Document extract:
>>>

= Gann Limit =

California tax law

Gann Limits, a form of appropriations limit, are caps on government budgets in California. These caps apply to the state government of California and to local governments like cities and school districts. Gann Limits forbid governments from spending more than a certain amount per year. They also forbid governments from bringing in more tax revenue than they would be allowed to spend. With some exceptions, a government that brings in too much tax revenue over a two-year period is required to cut taxes for future years. The limits are adjusted for inflation and population growth.

== Origin ==
Gann Limits are named for Paul Gann, a conservative political activist. Gann co-authored 1978 California Proposition 13, which amended the California Constitution to limit property taxes. After the success of Proposition 13, he led the campaign for the proposition that would restrict government spending even further: 1979 Proposition 4, which Gann promoted as "The Spirit of 13."

Proposition 4 was approved by California voters, adding Gann Limits to the California Constitution in the form of Article XIII B.

<<<

Information supplied:
>>>

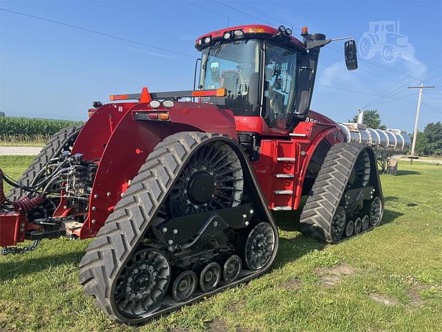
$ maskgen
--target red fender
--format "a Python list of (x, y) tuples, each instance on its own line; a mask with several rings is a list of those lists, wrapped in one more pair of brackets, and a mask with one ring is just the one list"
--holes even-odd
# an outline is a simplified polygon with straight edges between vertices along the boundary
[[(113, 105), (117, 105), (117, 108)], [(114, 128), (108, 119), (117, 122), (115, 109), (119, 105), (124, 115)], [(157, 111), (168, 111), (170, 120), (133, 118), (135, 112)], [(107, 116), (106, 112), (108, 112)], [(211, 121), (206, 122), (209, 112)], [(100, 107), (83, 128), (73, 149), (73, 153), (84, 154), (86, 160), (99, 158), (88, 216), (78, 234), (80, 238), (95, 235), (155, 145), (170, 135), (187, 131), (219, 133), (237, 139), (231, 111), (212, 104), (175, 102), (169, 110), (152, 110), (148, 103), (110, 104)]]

<<<
>>>

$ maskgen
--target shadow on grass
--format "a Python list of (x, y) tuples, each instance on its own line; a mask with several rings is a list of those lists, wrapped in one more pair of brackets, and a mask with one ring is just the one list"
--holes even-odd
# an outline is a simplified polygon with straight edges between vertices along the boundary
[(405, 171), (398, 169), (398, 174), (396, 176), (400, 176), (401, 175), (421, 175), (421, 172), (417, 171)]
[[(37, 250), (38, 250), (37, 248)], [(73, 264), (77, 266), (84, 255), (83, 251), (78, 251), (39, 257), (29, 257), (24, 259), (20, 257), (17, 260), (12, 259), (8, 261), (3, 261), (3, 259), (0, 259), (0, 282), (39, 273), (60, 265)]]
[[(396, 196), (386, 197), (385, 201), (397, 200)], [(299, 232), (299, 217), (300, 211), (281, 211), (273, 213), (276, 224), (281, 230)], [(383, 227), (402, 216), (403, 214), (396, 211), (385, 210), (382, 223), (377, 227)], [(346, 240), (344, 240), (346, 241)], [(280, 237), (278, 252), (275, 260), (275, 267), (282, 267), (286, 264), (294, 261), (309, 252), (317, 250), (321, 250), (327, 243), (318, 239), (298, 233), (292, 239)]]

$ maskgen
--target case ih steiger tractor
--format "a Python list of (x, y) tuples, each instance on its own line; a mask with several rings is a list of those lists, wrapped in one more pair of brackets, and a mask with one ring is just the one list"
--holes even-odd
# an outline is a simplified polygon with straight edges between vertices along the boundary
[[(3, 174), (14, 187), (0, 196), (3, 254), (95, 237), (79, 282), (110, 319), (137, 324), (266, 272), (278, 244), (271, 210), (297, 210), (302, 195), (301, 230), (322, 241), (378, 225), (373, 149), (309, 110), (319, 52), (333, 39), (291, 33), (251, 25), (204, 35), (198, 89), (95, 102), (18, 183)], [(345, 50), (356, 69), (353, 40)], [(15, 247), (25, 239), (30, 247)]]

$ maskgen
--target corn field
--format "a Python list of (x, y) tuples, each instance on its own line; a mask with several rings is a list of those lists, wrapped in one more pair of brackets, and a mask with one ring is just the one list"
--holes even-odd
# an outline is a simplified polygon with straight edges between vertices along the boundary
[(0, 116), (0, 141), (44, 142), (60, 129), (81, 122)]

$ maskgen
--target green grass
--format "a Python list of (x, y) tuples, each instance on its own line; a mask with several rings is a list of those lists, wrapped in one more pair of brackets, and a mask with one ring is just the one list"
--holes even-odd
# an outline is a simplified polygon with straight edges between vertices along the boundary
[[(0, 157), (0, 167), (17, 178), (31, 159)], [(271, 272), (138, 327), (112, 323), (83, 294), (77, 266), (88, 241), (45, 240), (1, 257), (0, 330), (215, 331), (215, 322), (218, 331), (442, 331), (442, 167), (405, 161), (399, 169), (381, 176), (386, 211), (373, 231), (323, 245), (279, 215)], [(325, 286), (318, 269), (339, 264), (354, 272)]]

<<<

Tasks and exercises:
1. In the Gann Limit article, do the following statements agree with the text? For each, answer yes or no and quote the deciding words. (a) Gann Limits apply only to the state government of California. (b) The limits are adjusted for inflation and population growth. (c) Proposition 4 added Gann Limits to the California Constitution as Article XIII A.
2. According to the Gann Limit article, what phrase did Paul Gann use to promote 1979 Proposition 4?
3. Reproduce word for word the part of the Gann Limit article from "California tax law" to "and population growth.".

Responses to the tasks:
1.
(a) No: "These caps apply to the state government of California and to local governments like cities and school districts."
(b) Yes: "The limits are adjusted for inflation and population growth."
(c) No: "adding Gann Limits to the California Constitution in the form of Article XIII B."

2. He promoted it as "The Spirit of 13."

3.
California tax law

Gann Limits, a form of appropriations limit, are caps on government budgets in California. These caps apply to the state government of California and to local governments like cities and school districts. Gann Limits forbid governments from spending more than a certain amount per year. They also forbid governments from bringing in more tax revenue than they would be allowed to spend. With some exceptions, a government that brings in too much tax revenue over a two-year period is required to cut taxes for future years. The limits are adjusted for inflation and population growth.